- **WHAT IS REQUIRED**:
Please write out all of these lines again with "point_to" switched to "find_points" throughout, changing nothing else and leaving out the pictures.

=======

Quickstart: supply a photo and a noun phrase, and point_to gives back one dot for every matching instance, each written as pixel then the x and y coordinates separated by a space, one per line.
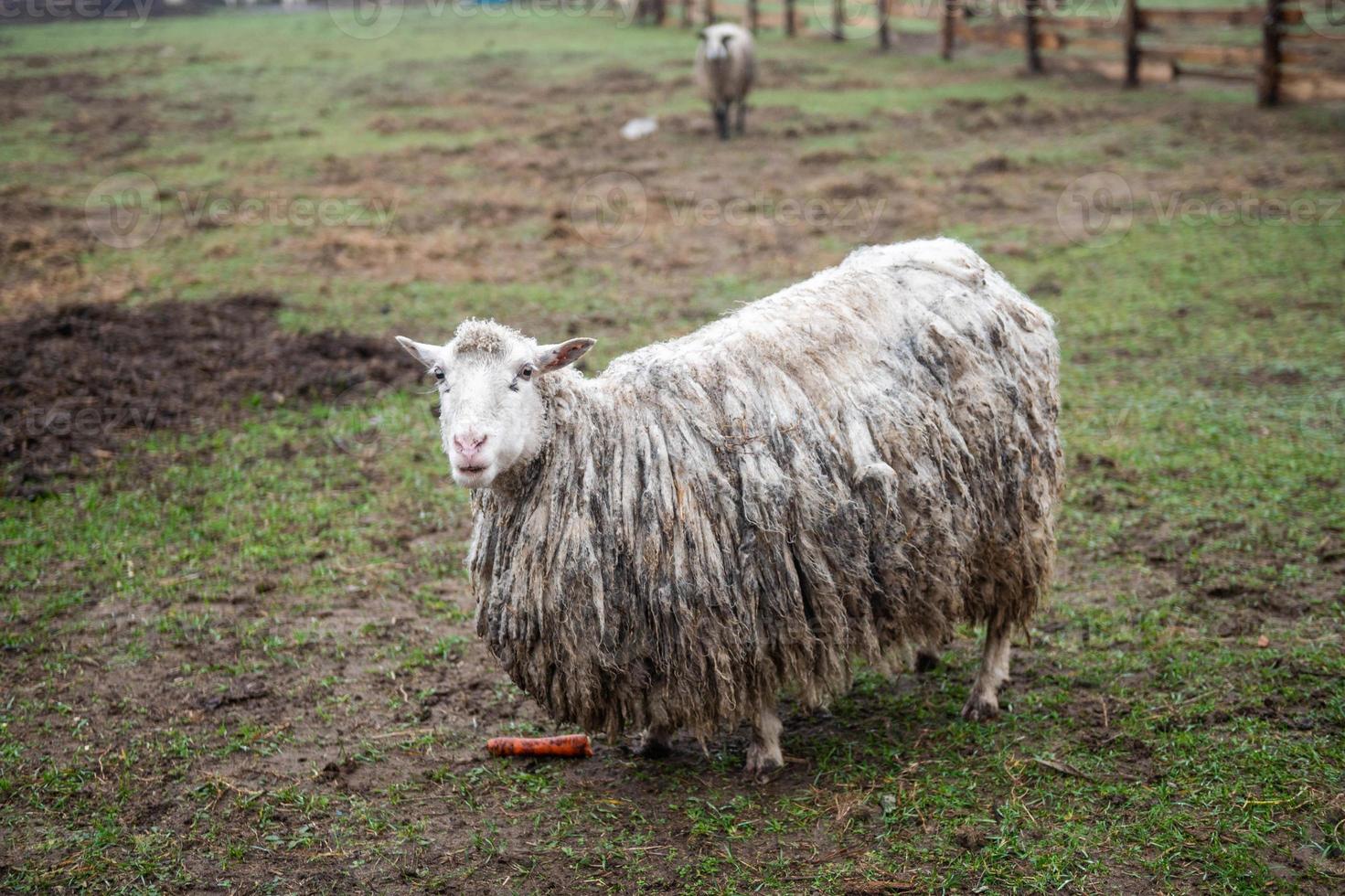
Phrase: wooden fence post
pixel 950 23
pixel 1030 19
pixel 1131 39
pixel 1267 86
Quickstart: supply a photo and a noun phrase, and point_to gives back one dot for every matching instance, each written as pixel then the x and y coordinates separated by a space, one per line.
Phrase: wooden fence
pixel 1268 45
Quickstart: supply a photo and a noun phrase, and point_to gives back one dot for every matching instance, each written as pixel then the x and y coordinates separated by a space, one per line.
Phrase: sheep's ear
pixel 424 353
pixel 554 357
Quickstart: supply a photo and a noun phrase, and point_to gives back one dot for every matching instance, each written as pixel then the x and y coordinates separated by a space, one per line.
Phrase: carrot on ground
pixel 564 745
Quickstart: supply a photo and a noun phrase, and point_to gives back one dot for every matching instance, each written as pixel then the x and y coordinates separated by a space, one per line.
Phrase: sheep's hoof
pixel 925 662
pixel 762 762
pixel 981 708
pixel 651 747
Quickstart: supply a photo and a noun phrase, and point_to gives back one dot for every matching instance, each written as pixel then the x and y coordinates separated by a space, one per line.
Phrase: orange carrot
pixel 564 747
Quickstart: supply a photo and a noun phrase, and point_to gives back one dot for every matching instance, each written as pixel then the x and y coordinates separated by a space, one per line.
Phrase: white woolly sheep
pixel 842 470
pixel 725 65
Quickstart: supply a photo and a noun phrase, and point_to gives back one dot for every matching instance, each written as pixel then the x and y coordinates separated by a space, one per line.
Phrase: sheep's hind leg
pixel 764 752
pixel 721 120
pixel 984 702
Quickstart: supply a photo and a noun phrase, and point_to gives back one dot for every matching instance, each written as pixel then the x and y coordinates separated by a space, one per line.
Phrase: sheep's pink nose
pixel 468 444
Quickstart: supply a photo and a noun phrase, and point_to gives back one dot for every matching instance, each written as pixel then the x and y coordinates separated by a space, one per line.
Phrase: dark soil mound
pixel 79 381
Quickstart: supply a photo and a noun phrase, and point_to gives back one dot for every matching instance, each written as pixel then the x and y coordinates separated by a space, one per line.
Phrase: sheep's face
pixel 493 407
pixel 714 45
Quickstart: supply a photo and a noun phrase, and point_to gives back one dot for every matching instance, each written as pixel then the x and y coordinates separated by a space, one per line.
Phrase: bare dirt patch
pixel 79 381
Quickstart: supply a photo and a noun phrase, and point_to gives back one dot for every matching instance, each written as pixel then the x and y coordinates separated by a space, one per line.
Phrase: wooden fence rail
pixel 1313 66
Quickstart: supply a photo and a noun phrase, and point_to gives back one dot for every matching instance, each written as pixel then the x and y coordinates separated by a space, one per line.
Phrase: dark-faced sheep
pixel 841 471
pixel 725 65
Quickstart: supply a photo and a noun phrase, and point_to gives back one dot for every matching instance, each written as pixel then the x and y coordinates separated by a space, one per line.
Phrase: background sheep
pixel 725 63
pixel 845 468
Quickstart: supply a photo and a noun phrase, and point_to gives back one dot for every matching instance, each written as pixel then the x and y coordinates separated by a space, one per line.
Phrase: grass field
pixel 237 653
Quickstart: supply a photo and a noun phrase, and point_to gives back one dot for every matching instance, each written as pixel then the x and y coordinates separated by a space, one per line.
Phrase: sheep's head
pixel 493 396
pixel 714 43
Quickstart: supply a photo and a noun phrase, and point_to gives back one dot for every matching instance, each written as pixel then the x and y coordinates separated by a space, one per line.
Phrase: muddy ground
pixel 77 382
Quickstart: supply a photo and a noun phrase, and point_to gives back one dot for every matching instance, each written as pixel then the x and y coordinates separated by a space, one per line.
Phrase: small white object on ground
pixel 636 128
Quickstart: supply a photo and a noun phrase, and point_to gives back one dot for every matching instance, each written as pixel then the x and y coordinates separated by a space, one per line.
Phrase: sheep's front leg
pixel 764 752
pixel 721 120
pixel 984 702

=======

- **EXERCISE RESPONSE**:
Quickstart: supply a photo and a noun phrase, and find_points gives back one dot for every matching instance, each written as pixel then the x and y coordinates separated by a space, one per line.
Phrase: wooden fence post
pixel 950 23
pixel 1030 19
pixel 1131 39
pixel 1267 86
Quickstart: supply a photo and a noun phrase, and find_points gives back one dot for every matching instance, each written as pixel then the x and y coordinates separated by a space, one per line.
Phrase: wooden fence
pixel 1268 45
Quickstart: supply a photo and a noun phrase, and find_points gives back one dot for every matching instance, each written as pixel then the x and y coordinates separated by a space, one per line.
Phrase: sheep's ear
pixel 424 353
pixel 554 357
Quickstart: supply a photo and a noun phrase, and find_points gives back one dot for every matching instance, each written as pixel then the x and y coordinates separated by a space, one per line.
Phrase: carrot on ground
pixel 564 745
Quickstart: supply a photo and a noun phrase, and find_points gives back one dot for every matching instance, each written as pixel then the x and y coordinates separated by a space, one per line.
Phrase: sheep's hoof
pixel 925 662
pixel 762 762
pixel 981 708
pixel 651 747
Quickstart: supply a photo and a noun phrase, and find_points gives back one dot for every matching instance, each written as pixel then the x and y coordinates separated by a space, one per line.
Phrase: orange carrot
pixel 564 747
Quickstart: supply a photo and a noun phrase, and find_points gives back one dot for every matching instance, each written as pixel then the x and y coordinates separated by a space, one per line.
Phrase: white woolly sheep
pixel 842 470
pixel 725 65
Quickstart: supply a photo and a noun phrase, and find_points gives back one dot for every matching instance, each written as pixel then the x and y coordinates separated by a space, one per line.
Phrase: sheep's hind leg
pixel 764 752
pixel 721 120
pixel 984 702
Quickstart: supply a photo and a noun phrase, and find_points gives back one dot for every matching instance, each written as pixel then the x and y coordinates separated by a space, one per line.
Phrase: sheep's pink nose
pixel 468 444
Quickstart: supply a photo and a noun phrase, and find_points gives back one dot for every matching instance, each written as pixel then the x and y coordinates separated by a space, one per line.
Phrase: dark soil mound
pixel 79 381
Quickstart: supply a photo and a noun phrase, and find_points gives back one dot for every matching instance, each written as pixel then the x and y coordinates separated by a space, one per line.
Phrase: sheep's face
pixel 493 407
pixel 714 45
Quickstart: supply a photo and a noun phrase, and find_points gives back one dot for every matching instance, each written as pixel then the x and y coordinates separated by a space, one per line.
Phrase: bare dirt patch
pixel 79 381
Quickstart: supply a photo and a noun phrase, and find_points gives back one dot for every matching instance, each written as pixel then the x and y coordinates separated by a space, one per line.
Phrase: wooden fence rail
pixel 1313 66
Quickstart: supply a photo and a noun phrase, and find_points gives back one dot for every matching instance, each written as pixel then the x and y coordinates separated by a space, one per line.
Phrase: dark-faced sheep
pixel 841 471
pixel 725 65
Quickstart: supply a photo and a noun phrase, and find_points gives back one dot for every matching instance, each written as pixel then the x and y coordinates separated by a space, one per line.
Phrase: background sheep
pixel 725 63
pixel 845 468
Quickstart: supply a photo and a noun phrase, and find_points gives back one dot for every matching instance, each written as pixel then the x and y coordinates separated by a space, one per line.
Phrase: grass field
pixel 237 653
Quickstart: supply a photo and a noun phrase, and find_points gives back one dot for every matching instance, each written as pixel then the x and y coordinates separated by a space, one per line.
Phrase: sheep's head
pixel 493 396
pixel 714 43
Quickstart: supply a photo and a noun phrase, and find_points gives back one dot for every matching instance, each written as pixel then the x and y coordinates separated by a space, one per line.
Phrase: muddy ground
pixel 77 382
Quickstart: supply a photo and a noun phrase, and find_points gives back one dot for every matching instance, each written as pixel then the x and y coordinates separated by a space, one per line.
Phrase: small white object on ground
pixel 636 128
Quickstart: supply a photo and a noun phrase, and find_points gives back one dot for every matching instance, each written as pixel then the x and y coordinates separated by a space, one per line.
Phrase: sheep's front leg
pixel 764 752
pixel 721 120
pixel 984 702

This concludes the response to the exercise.